**ASSIGNMENT:**
Nothing but the exact lines from the one containing "Label a point on each instance of the hiking" through the last line of the records below belongs in your answer.

◇ ◇ ◇ ◇

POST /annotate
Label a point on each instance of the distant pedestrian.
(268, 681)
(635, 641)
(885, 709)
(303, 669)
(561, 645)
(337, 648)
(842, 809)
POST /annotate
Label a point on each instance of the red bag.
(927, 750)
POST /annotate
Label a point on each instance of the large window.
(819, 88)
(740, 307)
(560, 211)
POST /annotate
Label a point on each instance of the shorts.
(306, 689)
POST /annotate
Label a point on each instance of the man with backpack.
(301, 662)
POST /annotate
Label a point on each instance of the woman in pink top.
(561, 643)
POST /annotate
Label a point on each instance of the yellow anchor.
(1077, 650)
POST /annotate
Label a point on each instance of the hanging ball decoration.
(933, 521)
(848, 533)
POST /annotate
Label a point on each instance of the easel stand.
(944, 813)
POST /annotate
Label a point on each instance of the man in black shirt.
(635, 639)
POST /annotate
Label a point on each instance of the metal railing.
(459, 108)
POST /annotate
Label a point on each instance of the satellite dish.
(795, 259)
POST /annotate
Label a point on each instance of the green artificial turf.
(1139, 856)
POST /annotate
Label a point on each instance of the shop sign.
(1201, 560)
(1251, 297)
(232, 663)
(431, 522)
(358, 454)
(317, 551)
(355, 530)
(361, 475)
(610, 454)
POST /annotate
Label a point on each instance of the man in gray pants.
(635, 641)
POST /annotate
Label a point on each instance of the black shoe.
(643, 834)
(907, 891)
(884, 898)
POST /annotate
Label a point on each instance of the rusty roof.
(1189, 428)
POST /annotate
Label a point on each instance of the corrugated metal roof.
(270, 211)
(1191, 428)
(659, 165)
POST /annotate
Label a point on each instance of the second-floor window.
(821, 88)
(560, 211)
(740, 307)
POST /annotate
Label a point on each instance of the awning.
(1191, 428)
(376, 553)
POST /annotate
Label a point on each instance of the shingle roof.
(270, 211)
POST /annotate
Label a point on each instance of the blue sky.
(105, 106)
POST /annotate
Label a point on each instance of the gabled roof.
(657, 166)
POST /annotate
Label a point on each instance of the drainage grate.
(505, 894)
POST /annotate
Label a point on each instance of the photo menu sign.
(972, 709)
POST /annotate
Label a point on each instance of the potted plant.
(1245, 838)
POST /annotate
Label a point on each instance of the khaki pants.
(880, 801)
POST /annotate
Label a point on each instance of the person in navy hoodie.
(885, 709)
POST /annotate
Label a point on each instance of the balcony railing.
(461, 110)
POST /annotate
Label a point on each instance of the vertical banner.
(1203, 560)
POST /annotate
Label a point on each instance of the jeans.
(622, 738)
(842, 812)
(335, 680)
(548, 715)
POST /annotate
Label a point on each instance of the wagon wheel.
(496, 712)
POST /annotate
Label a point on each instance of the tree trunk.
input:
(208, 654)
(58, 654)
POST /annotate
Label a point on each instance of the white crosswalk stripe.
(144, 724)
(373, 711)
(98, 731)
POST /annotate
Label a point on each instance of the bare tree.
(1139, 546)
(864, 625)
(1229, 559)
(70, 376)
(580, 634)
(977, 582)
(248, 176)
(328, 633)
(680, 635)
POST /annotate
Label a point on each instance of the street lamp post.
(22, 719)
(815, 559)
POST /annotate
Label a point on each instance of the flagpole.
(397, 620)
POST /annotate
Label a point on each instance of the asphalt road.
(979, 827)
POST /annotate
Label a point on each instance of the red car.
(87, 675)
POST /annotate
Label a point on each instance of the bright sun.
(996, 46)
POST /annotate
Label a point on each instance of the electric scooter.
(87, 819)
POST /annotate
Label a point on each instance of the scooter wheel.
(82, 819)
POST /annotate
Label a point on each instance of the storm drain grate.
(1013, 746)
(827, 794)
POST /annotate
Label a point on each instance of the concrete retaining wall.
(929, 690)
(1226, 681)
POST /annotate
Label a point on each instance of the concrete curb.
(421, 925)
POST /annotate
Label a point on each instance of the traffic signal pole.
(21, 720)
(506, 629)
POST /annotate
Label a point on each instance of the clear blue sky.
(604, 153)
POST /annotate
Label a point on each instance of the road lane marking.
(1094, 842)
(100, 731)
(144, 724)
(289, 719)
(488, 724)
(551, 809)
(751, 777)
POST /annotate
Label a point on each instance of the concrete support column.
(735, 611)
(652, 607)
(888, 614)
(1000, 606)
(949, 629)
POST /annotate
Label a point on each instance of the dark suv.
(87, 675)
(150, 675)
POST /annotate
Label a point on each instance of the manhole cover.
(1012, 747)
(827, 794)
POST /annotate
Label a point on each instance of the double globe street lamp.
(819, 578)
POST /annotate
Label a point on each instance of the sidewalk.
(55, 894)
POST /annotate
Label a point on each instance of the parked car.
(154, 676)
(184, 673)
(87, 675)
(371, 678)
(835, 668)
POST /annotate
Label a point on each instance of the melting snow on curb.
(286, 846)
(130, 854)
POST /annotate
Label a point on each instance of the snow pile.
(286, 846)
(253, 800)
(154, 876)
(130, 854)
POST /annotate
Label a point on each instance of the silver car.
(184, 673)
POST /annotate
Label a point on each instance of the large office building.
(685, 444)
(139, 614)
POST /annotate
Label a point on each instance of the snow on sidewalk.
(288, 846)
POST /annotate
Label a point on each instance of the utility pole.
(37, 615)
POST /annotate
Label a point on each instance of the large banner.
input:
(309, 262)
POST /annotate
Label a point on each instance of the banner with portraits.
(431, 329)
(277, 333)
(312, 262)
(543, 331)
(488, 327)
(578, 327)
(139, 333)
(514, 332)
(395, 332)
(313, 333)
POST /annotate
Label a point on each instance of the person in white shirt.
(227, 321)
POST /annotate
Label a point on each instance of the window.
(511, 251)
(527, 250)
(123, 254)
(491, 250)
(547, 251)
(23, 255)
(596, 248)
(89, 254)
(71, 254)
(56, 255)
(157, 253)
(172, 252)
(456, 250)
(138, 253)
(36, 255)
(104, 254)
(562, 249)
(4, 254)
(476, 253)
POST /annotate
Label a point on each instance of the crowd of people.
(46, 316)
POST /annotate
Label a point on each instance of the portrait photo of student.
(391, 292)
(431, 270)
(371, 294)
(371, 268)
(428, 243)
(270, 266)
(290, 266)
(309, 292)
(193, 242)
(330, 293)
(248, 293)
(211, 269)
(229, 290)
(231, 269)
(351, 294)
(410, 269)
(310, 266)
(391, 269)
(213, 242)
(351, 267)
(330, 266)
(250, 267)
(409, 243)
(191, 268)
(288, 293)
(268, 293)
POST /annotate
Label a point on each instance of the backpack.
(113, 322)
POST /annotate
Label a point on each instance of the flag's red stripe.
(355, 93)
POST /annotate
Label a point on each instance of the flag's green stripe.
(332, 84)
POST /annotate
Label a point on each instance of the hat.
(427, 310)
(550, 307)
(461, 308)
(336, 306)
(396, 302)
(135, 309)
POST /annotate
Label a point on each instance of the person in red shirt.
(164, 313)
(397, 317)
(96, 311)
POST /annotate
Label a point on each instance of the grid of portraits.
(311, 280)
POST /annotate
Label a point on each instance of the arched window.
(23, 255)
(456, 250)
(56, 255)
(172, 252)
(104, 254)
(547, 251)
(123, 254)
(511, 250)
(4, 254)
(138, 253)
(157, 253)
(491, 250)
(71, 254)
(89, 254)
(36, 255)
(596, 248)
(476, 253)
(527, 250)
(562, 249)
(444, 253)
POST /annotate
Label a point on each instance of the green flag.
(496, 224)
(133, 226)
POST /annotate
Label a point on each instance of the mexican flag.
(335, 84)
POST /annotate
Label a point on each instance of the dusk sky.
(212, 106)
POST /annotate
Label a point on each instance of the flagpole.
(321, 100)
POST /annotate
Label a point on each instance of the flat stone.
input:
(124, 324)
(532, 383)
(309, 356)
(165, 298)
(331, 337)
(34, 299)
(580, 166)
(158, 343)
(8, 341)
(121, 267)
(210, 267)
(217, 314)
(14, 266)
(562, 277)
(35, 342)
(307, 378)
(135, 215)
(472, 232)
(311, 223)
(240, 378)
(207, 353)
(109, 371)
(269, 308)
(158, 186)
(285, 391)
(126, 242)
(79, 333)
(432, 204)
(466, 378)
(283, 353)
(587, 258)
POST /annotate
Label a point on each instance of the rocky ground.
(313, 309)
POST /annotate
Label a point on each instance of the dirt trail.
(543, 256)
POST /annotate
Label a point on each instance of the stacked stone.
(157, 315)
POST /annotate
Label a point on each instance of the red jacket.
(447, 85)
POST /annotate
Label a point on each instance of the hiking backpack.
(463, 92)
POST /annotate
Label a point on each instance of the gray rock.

◇ ◇ ◇ ◇

**COMPLETED EXERCISE:**
Label a point on each instance of the hiking backpack.
(463, 92)
POST /annotate
Label a point on each instance of the gray rock.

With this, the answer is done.